++++ EXTRACTO DEL TEXTO ++++

Ser asertivo o ser empático se utilizan a menudo en temas relacionados con  Psicología o Couching.


----------



## Kong Ze

Fernando said:
			
		

> En todo caso a mí me gusta más una palabra con más tradición y bastante menos relacionada con lo paranormal:
> 
> simpatía.
> (Del lat. simpathĭa, y este del gr. συμπάθεια, comunidad de sentimientos).
> 1. f. Inclinación afectiva entre personas, generalmente espontánea y mutua.
> 2. f. Análoga inclinación hacia animales o cosas, y la que se supone en algunos animales.
> 3. f. Modo de ser y carácter de una persona que la hacen atractiva o agradable a las demás.
> 4. f. Biol. Relación de actividad fisiopatológica entre órganos sin conexión directa.
> 5. f. Fís. Relación entre dos cuerpos o sistemas por la que la acción de uno induce el mismo comportamiento en el otro


 El problema es que si Irethtook opta por decir "soy simpática", es probable que el receptor lo entienda según la tercera acepción. 

¿Alguien sabe por qué la tinta invisible se llama "tinta simpática"?


----------



## Mariaguadalupe

Según el la definicion del DRAE empatía es f. Identificación mental y afectiva de un sujeto con el estado de ánimo de otro.  

Lo que no hay, hasta donde sé, es el verbo _empatizar_, que *sí *existe en inglés.  Por lo que en español debemos decir que sentimos empatía con las personas.  

Hay muchos ejemplos donde hemos acomodado nuestro lenguaje para dar cabida a las palabras extranjeras.  Tal como lo mencionan, _asertivo/assertive_,  _empoderamiento/empowerment_ y muchas otras.

Correcto o no, es lo que se estila o se usa.


----------



## Irethtook

Muchísimas gracias por su atención y por su ayuda. Me encanta este sitio.


----------



## Pumpkin72

Kong Ze said:
			
		

> ¿Alguien sabe por qué la tinta invisible se llama "tinta simpática"?


¿Por la quinta acepción? La tinta toma el color del papel donde se escribe, por eso es invisible. Digo (nunca había oído llamarla así).


----------



## Like an Angel

No pude con mi genio y consulté a la RAE:


Asunto: Empático
De:mariana 
Fecha: Fri, 9 Jun 2006 08:25:04 -0700 (PDT)
Para: Consulta 1 

En mi país (Argentina) es muy común escuchar que una persona es empática, para decir que demuestra empatía, hablando de personas que se ponen en el lugar de otros para poder entenderlos. Según el diccionario en línea no existe esa palabra, y en el DPD tampoco se registra. ¿Es incorrecto entonces decir "soy una persona empática"? Si se puede decir simpático, persona que inspira simpatía, ¿por qué no se puede decir empático, persona que demuestra empatía?

Gracias miles.



Respuesta: _Empático_ es un derivado de _empatía_ formalmente correcto. Se documenta ampliamente en nuestros bancos de datos.

++++ FRAGMENTO DE ORIGEN ++++

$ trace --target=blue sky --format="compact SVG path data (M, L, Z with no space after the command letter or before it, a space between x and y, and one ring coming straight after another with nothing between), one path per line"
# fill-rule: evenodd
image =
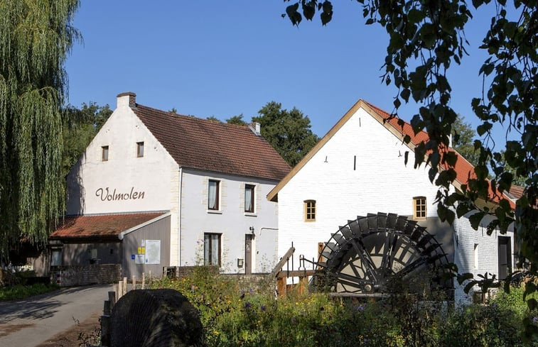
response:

++++

* QUÉ DEBES HACER
1. Enumera los nombres de usuario que encabezan los mensajes del hilo del foro sobre las palabras «empático» y «simpatía».
2. Por favor, prolonga el hilo del foro sobre «empático» y «simpatía» a partir del punto en que termina.

* RESPUESTAS POR TAREA
1.
Kong Ze
Mariaguadalupe
Irethtook
Pumpkin72
Like an Angel

2.
El sufijo _-ico_ forma adjetivos con diferentes matices:
*‒́ico, ca. *(Del lat._ -ĭcus,_ y este del gr. -ικός).1. suf. Aparece en adjetivos. Indica relación con la base derivativa. _Periodístico, humorístico, alcohólico_. A veces toma la forma ‒́tico. _Sifilítico._ 2. suf. En química, terminación genérica de numerosos compuestos, como los ácidos. Clorhídrico, fórmico. 3. suf. En algunos casos se refiere al grado de oxidación del ácido. Sulfúrico, fosfórico. 4. suf. Puede indicar un elemento de un compuesto. _Férrico, cúprico. (DRAE 2001)_


​


----------



## Pumpkin72

Muchas gracias por consultarlo y compartirlo con nosotros. Ya queda menos para "empatizar", que al fin y al cabo suena como "enfatizar"


----------



## Mariaguadalupe

Y ¿está permitido decir _enfático_?  He escuchado enfaticamente pero por otra parte, es más utilizado de manera enfática.


----------



## Kong Ze

Like an Angel, muchas gracias, nos has dado una alegría.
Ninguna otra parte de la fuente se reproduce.